## Stated task
Convert the stretch of the listing below, from the line containing "Target: tree line" through the line containing "216 6 L 227", into a Markdown table with an Index column numbering each row and a Content column holding the line, skipping blank lines. Leave the pictures out.

-- start of Input rows --

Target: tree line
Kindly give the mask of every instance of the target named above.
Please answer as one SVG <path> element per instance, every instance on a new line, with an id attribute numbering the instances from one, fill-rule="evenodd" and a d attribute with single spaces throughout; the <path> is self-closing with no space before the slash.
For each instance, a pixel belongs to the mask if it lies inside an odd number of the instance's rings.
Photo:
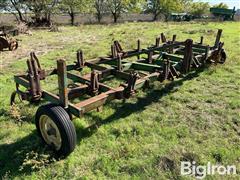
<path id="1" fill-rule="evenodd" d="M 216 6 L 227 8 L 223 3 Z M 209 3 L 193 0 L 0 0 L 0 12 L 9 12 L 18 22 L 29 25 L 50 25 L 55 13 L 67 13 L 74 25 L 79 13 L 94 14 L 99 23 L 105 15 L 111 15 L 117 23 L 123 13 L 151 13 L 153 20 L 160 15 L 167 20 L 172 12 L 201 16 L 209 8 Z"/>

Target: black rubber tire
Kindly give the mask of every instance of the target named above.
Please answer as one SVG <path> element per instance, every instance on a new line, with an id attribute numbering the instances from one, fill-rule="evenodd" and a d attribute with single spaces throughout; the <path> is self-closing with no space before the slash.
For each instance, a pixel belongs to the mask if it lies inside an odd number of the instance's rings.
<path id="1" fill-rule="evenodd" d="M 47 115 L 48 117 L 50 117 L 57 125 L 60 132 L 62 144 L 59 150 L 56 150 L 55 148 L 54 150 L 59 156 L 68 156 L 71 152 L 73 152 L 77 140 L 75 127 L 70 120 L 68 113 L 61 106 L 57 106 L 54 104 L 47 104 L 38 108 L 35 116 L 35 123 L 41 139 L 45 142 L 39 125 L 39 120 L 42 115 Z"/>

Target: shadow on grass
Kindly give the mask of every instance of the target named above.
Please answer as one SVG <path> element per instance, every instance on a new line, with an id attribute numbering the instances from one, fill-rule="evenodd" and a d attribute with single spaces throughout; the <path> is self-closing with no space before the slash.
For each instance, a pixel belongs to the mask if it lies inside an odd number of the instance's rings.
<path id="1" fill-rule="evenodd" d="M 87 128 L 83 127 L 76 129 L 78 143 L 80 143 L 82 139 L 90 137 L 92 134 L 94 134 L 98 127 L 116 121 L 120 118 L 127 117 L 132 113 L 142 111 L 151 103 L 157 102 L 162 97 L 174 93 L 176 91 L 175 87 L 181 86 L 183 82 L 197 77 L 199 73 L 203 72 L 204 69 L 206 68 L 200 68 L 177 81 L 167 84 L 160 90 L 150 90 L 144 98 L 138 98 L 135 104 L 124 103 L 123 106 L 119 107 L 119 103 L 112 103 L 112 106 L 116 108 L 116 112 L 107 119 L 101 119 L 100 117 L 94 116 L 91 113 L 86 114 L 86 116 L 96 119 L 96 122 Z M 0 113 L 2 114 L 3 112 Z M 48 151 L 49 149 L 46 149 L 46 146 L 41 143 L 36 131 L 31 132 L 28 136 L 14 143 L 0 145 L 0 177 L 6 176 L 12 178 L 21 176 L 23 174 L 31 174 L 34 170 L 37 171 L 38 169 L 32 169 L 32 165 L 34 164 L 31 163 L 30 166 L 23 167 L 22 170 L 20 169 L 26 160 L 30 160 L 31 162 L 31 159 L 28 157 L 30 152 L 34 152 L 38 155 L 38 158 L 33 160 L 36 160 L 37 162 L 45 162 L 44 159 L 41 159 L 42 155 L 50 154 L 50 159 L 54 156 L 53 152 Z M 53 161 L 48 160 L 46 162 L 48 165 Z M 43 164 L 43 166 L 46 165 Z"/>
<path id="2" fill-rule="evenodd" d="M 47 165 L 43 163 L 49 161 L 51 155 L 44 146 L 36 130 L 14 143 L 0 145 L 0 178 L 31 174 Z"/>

-- end of Input rows --
-- start of Input rows --

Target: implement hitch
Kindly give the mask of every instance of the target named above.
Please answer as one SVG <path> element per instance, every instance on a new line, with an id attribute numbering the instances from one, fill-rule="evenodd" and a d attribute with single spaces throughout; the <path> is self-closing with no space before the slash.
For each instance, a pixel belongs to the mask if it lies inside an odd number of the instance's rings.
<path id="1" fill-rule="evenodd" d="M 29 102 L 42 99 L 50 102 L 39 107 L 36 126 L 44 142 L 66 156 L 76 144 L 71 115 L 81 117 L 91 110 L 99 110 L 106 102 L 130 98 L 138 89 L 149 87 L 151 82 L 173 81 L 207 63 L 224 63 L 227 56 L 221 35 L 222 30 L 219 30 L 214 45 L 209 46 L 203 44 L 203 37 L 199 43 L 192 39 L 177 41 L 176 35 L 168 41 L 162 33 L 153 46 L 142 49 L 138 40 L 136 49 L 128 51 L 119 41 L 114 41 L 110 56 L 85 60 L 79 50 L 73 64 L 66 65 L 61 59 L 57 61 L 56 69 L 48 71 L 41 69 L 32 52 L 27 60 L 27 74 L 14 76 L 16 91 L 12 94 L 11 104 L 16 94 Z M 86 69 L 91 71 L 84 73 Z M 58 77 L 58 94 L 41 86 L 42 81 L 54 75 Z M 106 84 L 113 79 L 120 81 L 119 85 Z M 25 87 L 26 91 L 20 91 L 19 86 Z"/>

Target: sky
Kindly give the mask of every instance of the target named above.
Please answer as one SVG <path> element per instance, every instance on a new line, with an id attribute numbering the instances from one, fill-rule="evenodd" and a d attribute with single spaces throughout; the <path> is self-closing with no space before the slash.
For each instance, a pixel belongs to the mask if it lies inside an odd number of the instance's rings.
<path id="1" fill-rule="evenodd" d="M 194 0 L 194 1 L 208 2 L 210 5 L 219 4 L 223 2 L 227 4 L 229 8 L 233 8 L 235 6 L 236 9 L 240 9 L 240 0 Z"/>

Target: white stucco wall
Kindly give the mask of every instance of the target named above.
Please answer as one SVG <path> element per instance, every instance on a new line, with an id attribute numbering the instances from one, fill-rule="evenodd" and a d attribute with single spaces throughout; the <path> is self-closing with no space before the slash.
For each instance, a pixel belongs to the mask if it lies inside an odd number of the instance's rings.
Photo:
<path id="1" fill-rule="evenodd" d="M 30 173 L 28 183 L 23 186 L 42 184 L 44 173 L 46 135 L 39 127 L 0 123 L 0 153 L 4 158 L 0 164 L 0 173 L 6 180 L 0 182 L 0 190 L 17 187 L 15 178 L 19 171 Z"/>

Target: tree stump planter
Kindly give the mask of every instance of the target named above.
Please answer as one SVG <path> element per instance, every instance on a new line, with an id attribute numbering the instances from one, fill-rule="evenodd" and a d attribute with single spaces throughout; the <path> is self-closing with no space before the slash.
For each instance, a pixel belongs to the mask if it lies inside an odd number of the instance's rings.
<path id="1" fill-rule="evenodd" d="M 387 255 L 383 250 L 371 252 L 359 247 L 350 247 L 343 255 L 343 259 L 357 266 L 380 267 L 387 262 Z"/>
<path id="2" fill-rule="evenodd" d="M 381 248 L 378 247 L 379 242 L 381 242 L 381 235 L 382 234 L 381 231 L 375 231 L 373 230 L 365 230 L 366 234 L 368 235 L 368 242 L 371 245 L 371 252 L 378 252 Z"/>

-- end of Input rows --

## Answer below
| Index | Content |
|---|---|
| 1 | Target: tree line |
| 2 | Kindly give the mask of every instance of the target named above. |
| 3 | Please answer as one SVG <path> element per instance, every instance on a new line, with an id attribute numbering the instances from one, fill-rule="evenodd" and a d attribute with single spaces throughout; the <path> is self-closing with no space before the slash. |
| 4 | For each instance, a pixel belongs to the mask if it lies inside an odd number of the instance's rings. |
| 5 | Photo: |
| 6 | <path id="1" fill-rule="evenodd" d="M 216 6 L 227 8 L 223 3 Z M 209 3 L 193 0 L 0 0 L 0 12 L 9 12 L 18 22 L 29 25 L 50 25 L 55 13 L 67 13 L 74 25 L 79 13 L 94 14 L 99 23 L 105 15 L 111 15 L 117 23 L 123 13 L 151 13 L 153 20 L 160 15 L 167 20 L 172 12 L 201 16 L 209 8 Z"/> |